◆ The records ◆
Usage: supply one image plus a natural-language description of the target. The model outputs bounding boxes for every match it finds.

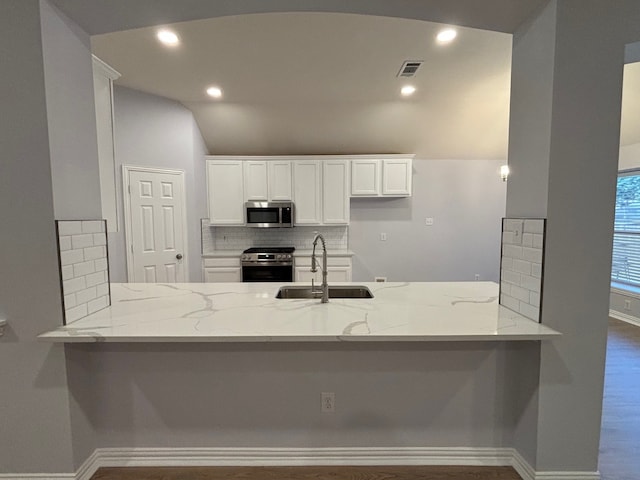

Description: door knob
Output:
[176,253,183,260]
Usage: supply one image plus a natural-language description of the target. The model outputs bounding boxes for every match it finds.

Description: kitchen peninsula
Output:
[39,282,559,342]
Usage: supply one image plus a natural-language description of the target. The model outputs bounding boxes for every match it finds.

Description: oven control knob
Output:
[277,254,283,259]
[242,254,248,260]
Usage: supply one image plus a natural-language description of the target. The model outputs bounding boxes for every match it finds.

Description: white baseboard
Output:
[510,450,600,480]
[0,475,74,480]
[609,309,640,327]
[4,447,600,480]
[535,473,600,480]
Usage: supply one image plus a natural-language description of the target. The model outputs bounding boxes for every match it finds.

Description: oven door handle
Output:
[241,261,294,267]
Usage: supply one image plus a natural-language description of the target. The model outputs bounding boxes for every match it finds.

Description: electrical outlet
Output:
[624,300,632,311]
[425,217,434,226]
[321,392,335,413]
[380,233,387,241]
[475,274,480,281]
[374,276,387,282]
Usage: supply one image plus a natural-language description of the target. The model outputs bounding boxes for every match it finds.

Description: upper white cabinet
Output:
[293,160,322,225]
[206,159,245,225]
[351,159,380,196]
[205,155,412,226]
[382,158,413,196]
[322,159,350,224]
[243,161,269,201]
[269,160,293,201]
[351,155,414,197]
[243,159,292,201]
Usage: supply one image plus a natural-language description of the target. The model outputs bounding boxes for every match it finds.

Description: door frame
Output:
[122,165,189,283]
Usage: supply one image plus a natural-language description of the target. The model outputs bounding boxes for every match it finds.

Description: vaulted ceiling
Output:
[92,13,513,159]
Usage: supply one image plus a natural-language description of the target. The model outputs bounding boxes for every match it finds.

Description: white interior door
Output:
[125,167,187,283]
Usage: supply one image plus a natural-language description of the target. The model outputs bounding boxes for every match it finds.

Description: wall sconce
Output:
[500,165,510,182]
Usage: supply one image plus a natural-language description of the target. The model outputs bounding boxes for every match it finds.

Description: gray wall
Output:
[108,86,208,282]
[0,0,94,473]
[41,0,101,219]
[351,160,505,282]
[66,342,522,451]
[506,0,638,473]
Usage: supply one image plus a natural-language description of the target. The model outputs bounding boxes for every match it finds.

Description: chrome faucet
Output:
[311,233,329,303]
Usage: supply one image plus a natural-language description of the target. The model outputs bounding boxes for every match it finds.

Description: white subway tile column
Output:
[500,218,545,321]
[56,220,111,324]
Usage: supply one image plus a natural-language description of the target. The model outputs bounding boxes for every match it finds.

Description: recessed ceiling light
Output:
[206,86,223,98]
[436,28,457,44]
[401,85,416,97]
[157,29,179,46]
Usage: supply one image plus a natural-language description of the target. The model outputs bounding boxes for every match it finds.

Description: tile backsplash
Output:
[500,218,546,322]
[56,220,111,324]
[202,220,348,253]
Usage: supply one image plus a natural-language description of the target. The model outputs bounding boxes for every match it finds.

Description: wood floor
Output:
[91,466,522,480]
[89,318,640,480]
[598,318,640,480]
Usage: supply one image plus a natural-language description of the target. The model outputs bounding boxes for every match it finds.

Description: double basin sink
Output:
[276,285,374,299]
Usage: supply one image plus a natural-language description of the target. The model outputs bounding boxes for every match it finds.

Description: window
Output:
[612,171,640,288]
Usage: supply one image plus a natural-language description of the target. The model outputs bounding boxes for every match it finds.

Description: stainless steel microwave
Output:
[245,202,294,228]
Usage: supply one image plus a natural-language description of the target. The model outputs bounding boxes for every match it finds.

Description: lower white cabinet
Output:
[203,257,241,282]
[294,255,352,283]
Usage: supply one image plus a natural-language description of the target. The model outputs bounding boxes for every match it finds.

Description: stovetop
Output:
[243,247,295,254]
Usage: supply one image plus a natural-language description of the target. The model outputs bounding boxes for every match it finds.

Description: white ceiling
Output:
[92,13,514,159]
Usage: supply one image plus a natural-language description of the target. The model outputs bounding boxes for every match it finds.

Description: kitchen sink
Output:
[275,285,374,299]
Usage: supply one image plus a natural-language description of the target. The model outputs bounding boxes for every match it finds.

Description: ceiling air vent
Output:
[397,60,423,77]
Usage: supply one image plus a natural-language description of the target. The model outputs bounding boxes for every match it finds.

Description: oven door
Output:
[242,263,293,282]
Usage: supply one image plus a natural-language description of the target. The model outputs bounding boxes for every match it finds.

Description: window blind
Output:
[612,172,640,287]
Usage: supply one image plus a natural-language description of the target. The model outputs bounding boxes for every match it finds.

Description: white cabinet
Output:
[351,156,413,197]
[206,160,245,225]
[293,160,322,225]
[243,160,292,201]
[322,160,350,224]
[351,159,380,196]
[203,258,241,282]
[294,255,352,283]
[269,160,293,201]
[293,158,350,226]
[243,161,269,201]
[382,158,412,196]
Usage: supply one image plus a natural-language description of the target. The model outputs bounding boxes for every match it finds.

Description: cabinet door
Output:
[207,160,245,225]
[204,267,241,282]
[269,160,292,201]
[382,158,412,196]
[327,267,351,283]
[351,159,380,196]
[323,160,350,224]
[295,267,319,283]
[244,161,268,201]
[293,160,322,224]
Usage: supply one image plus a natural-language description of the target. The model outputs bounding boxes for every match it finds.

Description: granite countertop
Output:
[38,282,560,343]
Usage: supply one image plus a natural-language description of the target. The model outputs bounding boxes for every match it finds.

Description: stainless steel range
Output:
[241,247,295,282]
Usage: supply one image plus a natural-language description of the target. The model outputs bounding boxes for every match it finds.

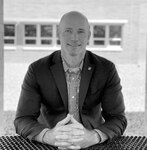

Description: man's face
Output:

◆ Description of the task ◆
From the listing above, return every line that carries the string "kitchen".

◆ Exercise result ◆
Description: kitchen peninsula
Description: kitchen sink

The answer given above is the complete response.